Exercise passage:

▼▼▼

His first season as a back end guy from the bullpen was an unqualified success; he had a 3.08 ERA and 26 saves for the division winners (they lost to the Reds in the playoffs). Giusti finished fourth in the Cy Young voting and sixth in the MVP tally, but wasn't picked for the All-Star game; Gil Hodges by-passed him.

He led the NL with 30 saves in 1971 as the Bucs won the NL playoff series and the World Series. Giusti became the first pitcher to pitcher to pitch in every game of the National League Championship Series. He appeared in four games for 5-1/3 innings, giving up no runs on one hit, two walks, and three strikeouts.

Giusti appeared in three games of the World Series, and he was credited with a save in Game Four. Giusti was awarded The Sporting News Fireman of the Year Award in 1971 and got a smattering of MVP votes. Again he missed All-Star honors; manager Sparky Anderson chose Clay Carroll, his team’s closer, over him.

He had 22 saves and a 1.93 ERA in 1972 as the Pirates won another division title only to lose to the Big Red Machine again, largely because of Giusti's one dark moment as a Buc. He failed to hold onto a one run lead in the ninth of the final playoff game that eventually was lost on Bob Moose's wild pitch. Moose took the abuse, but Giusti, who gave up three straight hits, took the loss.

▲▲▲

(Records from a data source)
▼▼▼

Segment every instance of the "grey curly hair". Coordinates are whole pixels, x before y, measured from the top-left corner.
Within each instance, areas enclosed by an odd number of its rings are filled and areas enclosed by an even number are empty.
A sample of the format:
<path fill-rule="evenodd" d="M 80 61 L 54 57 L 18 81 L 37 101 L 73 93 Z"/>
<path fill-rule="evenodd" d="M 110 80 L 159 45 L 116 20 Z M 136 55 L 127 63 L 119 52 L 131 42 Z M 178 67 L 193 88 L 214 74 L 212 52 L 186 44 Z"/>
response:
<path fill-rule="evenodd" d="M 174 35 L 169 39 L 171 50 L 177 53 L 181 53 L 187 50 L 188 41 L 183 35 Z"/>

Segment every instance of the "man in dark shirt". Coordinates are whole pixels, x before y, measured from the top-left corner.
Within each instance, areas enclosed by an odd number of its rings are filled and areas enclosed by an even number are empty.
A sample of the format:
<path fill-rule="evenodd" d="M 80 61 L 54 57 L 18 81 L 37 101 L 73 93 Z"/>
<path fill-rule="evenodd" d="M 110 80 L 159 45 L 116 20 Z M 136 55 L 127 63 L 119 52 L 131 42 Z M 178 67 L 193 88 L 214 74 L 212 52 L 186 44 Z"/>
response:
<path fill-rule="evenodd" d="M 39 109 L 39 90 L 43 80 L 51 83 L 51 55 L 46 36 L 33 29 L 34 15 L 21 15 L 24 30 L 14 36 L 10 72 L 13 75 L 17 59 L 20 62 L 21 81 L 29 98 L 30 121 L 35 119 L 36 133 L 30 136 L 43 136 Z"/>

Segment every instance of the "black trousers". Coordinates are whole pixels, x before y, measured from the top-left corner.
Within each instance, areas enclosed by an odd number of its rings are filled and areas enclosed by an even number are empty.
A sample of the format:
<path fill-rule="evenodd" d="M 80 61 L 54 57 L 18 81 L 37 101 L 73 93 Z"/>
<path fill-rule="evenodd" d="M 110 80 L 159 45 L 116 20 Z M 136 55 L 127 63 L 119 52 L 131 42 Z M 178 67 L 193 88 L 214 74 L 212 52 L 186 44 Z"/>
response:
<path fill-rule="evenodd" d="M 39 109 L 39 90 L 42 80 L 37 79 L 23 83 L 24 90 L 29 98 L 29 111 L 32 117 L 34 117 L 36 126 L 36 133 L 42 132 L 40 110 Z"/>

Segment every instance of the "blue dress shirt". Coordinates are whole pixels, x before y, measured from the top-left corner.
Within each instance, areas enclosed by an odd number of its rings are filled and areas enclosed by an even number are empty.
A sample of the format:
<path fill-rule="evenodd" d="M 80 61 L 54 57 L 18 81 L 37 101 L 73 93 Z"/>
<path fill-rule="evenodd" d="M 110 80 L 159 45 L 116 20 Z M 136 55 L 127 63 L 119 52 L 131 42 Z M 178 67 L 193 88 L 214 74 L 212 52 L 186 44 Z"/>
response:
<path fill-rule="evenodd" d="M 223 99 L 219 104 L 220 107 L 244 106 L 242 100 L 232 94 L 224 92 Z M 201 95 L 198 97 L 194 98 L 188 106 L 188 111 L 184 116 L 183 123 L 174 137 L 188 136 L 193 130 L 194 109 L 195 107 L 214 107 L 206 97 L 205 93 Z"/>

▲▲▲

Task A: According to the Giusti passage, which award did Giusti receive from The Sporting News in 1971?
Task B: From the Giusti passage, copy out the part that opens with the words "His first season" and closes with "Hodges by-passed him.".

Expected output A: The Sporting News Fireman of the Year Award.

Expected output B:
His first season as a back end guy from the bullpen was an unqualified success; he had a 3.08 ERA and 26 saves for the division winners (they lost to the Reds in the playoffs). Giusti finished fourth in the Cy Young voting and sixth in the MVP tally, but wasn't picked for the All-Star game; Gil Hodges by-passed him.